*Lista de tarefas*:
1. Segundo o trecho sobre trabalho escravo contemporâneo, de quais meios as redes de trabalho escravo se valem para aliciar trabalhadores? Liste todos.
2. Estenda o trecho sobre trabalho escravo contemporâneo a partir da última frase apresentada.

O trabalho escravo contemporâneo e seus desafios
2.1. A face do trabalho escravo no brasil contemporâneo

O trabalho escravo e o tráfico de pessoas são conceitos habitualmente relacionados à realidade latino-americana dos séculos XVII, XVIII e XIX. Contudo, apesar do lapso temporal de 130 anos decorrido desde a abolição da escravidão no Brasil, é possível perceber a conservação dessas estruturas. Adquirindo novas facetas, as redes de trabalho escravo se mantêm, organizando-se, contudo, de maneira mais articulada, através do uso da internet, das redes sociais e dos meios de comunicação virtuais para aliciar trabalhadores. Nesse sentido, a fim de erradicar tais práticas do continente americano, faz-se indispensável o emprego de estratégias atualizadas de combate ao trabalho escravo, valendo-se dos instrumentos provenientes da evolução tecnológica presenciada no século XXI.

De acordo com pesquisa realizada pelo Centro Carr de Políticas de Direitos Humanos, da Universi-dade de Harvard, a escravidão contemporânea é trinta vezes mais rentável do que nos séculos XVIII e XIX. A mesma pesquisa estima que o lucro anual obtido pela exploração da escravidão contemporânea é de R$ 467 bilhões. Considerando a possibilidade de se auferir lucro tão grande e do histórico brasileiro, último país da América a abolir a escravidão, não surpreende que a quantidade de vítimas da escravidão contemporânea no país seja tão grande.

*Dados fornecidos*:
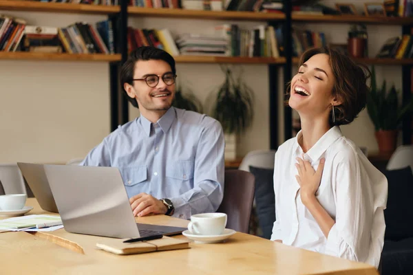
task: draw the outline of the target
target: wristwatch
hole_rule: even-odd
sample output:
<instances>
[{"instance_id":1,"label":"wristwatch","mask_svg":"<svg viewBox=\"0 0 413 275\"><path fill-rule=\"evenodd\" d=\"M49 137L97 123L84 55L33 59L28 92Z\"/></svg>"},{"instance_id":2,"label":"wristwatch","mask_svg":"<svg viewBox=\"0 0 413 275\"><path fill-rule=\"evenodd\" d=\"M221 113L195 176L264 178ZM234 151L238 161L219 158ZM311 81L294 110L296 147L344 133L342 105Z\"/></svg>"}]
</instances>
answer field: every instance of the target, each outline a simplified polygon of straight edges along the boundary
<instances>
[{"instance_id":1,"label":"wristwatch","mask_svg":"<svg viewBox=\"0 0 413 275\"><path fill-rule=\"evenodd\" d=\"M173 212L175 211L175 208L173 208L173 204L169 199L160 199L160 201L167 207L167 212L165 214L167 216L172 216L173 214Z\"/></svg>"}]
</instances>

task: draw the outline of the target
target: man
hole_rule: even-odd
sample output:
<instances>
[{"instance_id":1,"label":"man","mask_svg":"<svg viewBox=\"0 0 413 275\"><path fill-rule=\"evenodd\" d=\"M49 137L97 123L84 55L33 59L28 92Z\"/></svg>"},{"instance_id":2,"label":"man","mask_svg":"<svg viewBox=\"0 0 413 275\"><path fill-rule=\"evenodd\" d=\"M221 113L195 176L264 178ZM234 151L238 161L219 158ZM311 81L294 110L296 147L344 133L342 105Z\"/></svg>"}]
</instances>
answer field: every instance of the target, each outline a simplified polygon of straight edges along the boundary
<instances>
[{"instance_id":1,"label":"man","mask_svg":"<svg viewBox=\"0 0 413 275\"><path fill-rule=\"evenodd\" d=\"M118 167L134 214L189 219L215 212L224 194L224 134L215 120L171 107L175 60L166 52L132 52L120 80L140 116L120 126L81 165Z\"/></svg>"}]
</instances>

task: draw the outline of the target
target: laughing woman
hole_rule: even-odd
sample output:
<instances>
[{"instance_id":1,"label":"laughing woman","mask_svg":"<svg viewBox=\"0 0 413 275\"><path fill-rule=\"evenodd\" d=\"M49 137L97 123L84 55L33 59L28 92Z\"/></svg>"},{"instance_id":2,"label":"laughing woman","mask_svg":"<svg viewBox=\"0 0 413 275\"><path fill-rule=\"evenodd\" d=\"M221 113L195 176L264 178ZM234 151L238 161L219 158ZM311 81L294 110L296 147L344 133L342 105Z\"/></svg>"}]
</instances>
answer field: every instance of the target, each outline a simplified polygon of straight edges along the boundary
<instances>
[{"instance_id":1,"label":"laughing woman","mask_svg":"<svg viewBox=\"0 0 413 275\"><path fill-rule=\"evenodd\" d=\"M343 135L365 107L365 71L327 47L301 56L288 92L301 130L275 155L271 239L378 267L385 177Z\"/></svg>"}]
</instances>

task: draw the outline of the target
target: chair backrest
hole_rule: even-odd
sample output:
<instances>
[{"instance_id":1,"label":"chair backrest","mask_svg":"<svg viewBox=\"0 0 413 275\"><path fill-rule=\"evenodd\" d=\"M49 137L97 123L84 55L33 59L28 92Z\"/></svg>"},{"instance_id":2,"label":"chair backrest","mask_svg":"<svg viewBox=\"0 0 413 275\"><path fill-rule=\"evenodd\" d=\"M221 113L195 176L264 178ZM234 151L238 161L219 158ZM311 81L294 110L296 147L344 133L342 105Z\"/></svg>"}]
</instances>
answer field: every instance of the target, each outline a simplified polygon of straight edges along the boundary
<instances>
[{"instance_id":1,"label":"chair backrest","mask_svg":"<svg viewBox=\"0 0 413 275\"><path fill-rule=\"evenodd\" d=\"M410 166L413 170L413 145L403 145L397 147L390 157L385 168L396 170L407 166Z\"/></svg>"},{"instance_id":2,"label":"chair backrest","mask_svg":"<svg viewBox=\"0 0 413 275\"><path fill-rule=\"evenodd\" d=\"M27 194L17 164L0 164L0 181L5 194Z\"/></svg>"},{"instance_id":3,"label":"chair backrest","mask_svg":"<svg viewBox=\"0 0 413 275\"><path fill-rule=\"evenodd\" d=\"M77 158L77 159L72 159L67 162L66 162L66 165L79 165L83 159Z\"/></svg>"},{"instance_id":4,"label":"chair backrest","mask_svg":"<svg viewBox=\"0 0 413 275\"><path fill-rule=\"evenodd\" d=\"M275 150L255 150L248 152L242 159L238 169L249 172L249 166L274 168Z\"/></svg>"},{"instance_id":5,"label":"chair backrest","mask_svg":"<svg viewBox=\"0 0 413 275\"><path fill-rule=\"evenodd\" d=\"M217 212L228 215L226 228L248 233L255 179L249 172L241 170L225 171L224 199Z\"/></svg>"}]
</instances>

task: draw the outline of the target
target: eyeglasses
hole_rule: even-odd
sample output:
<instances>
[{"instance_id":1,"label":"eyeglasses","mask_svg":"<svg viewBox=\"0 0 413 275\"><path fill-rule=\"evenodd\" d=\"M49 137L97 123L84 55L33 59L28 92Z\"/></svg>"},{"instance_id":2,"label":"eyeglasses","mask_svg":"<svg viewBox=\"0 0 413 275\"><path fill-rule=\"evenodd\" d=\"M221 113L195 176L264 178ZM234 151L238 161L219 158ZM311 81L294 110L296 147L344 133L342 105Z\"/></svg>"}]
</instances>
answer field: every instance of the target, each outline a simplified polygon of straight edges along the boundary
<instances>
[{"instance_id":1,"label":"eyeglasses","mask_svg":"<svg viewBox=\"0 0 413 275\"><path fill-rule=\"evenodd\" d=\"M145 80L147 82L147 85L151 88L154 88L156 87L158 83L159 83L159 77L160 75L156 74L149 74L149 76L145 76L144 78L134 78L133 80ZM178 76L176 74L173 74L171 72L165 73L162 75L161 78L164 83L167 85L170 86L172 84L175 83L175 79Z\"/></svg>"}]
</instances>

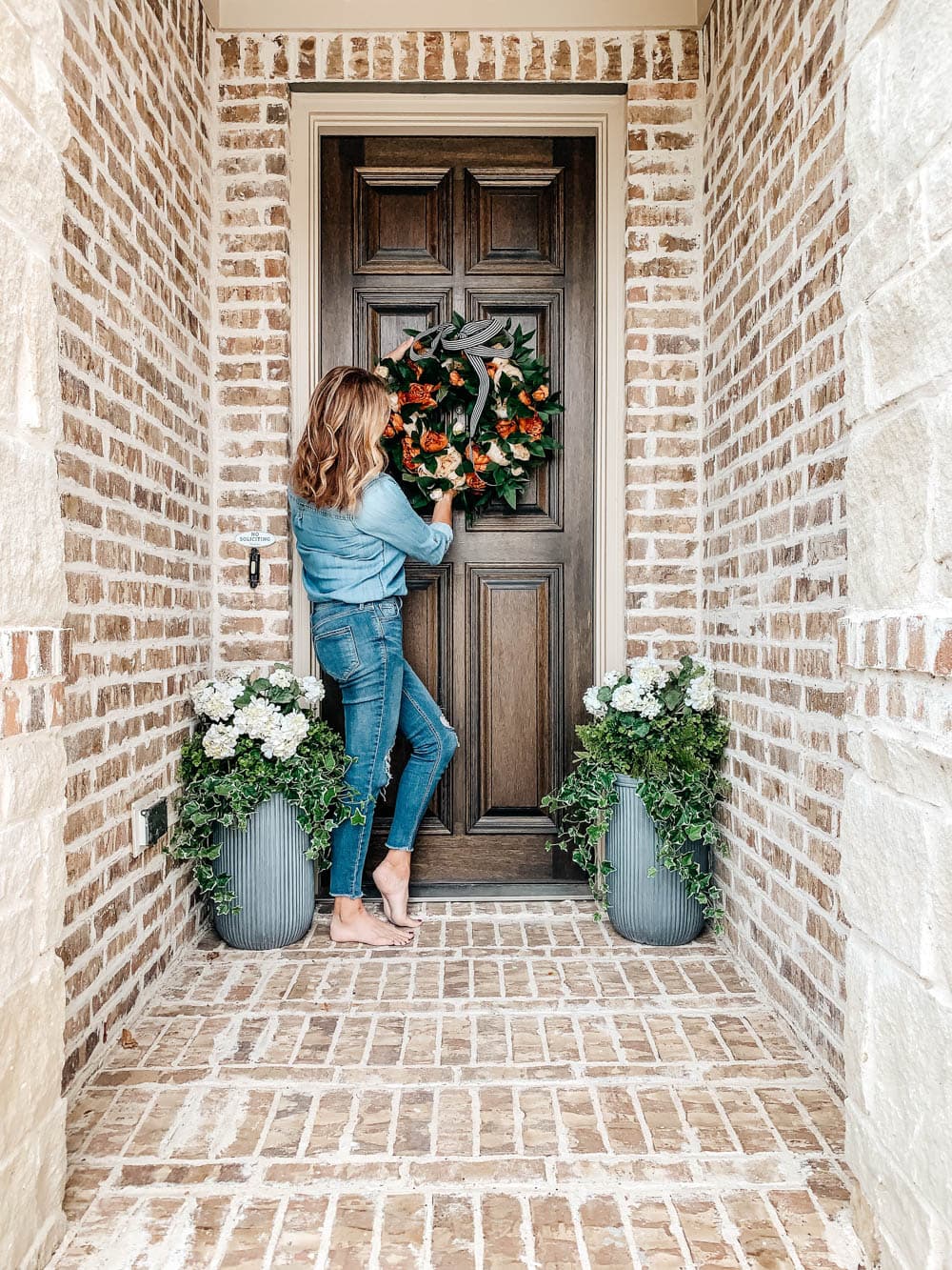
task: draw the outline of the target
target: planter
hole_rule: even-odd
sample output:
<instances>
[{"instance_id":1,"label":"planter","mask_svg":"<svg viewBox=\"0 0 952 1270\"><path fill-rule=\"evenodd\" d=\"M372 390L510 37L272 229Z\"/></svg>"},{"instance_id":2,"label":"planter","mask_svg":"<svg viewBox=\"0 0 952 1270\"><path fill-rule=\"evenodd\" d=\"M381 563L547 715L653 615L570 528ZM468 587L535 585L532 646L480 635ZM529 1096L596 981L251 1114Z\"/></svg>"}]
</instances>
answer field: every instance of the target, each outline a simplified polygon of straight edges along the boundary
<instances>
[{"instance_id":1,"label":"planter","mask_svg":"<svg viewBox=\"0 0 952 1270\"><path fill-rule=\"evenodd\" d=\"M684 889L684 883L664 865L654 878L649 870L658 864L655 824L638 798L638 782L616 776L618 805L605 834L608 874L608 917L626 940L670 947L691 944L704 926L701 906ZM694 859L708 867L708 848L699 843Z\"/></svg>"},{"instance_id":2,"label":"planter","mask_svg":"<svg viewBox=\"0 0 952 1270\"><path fill-rule=\"evenodd\" d=\"M246 829L218 826L217 870L231 876L240 913L215 917L234 949L281 949L303 939L314 921L314 860L294 808L275 794L249 818Z\"/></svg>"}]
</instances>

*Respostas por tarefa*:
1.
- internet
- redes sociais
- meios de comunicação virtuais

2.
Somente entre os anos de 1995 a 2015, o número de escravos libertados no Brasil foi de 49.816 pessoas, conforme dados coletados pela Repórter Brasil4, sendo a maior parte deles submetidos a condições degradantes e jornadas exaustivas. No mesmo sentido, encontram-se dados acerca do tráfico humano, já que a Comissão Parlamentar de Inquérito do Tráfico de Pessoas identificou que o Brasil está entre os dez países com maior número de vítimas desse crime.

2.2. Do corte orçamentário e desafios enfrentados pela fiscalização

2.2.1. Os Grupos Especiais de Fiscalização Móvel (GEFM)

Em 1995, o Brasil reconheceu, perante as Nações Unidas, a existência de trabalho escravo contemporâneo em seu território. Desde então, o país vem empregando esforços para o combate à prática, sendo importante destacar a criação dos Grupos Especiais de Fiscalização Móvel (GEFM) no mesmo ano.

A composição dos grupos inclui auditores fiscais do trabalho...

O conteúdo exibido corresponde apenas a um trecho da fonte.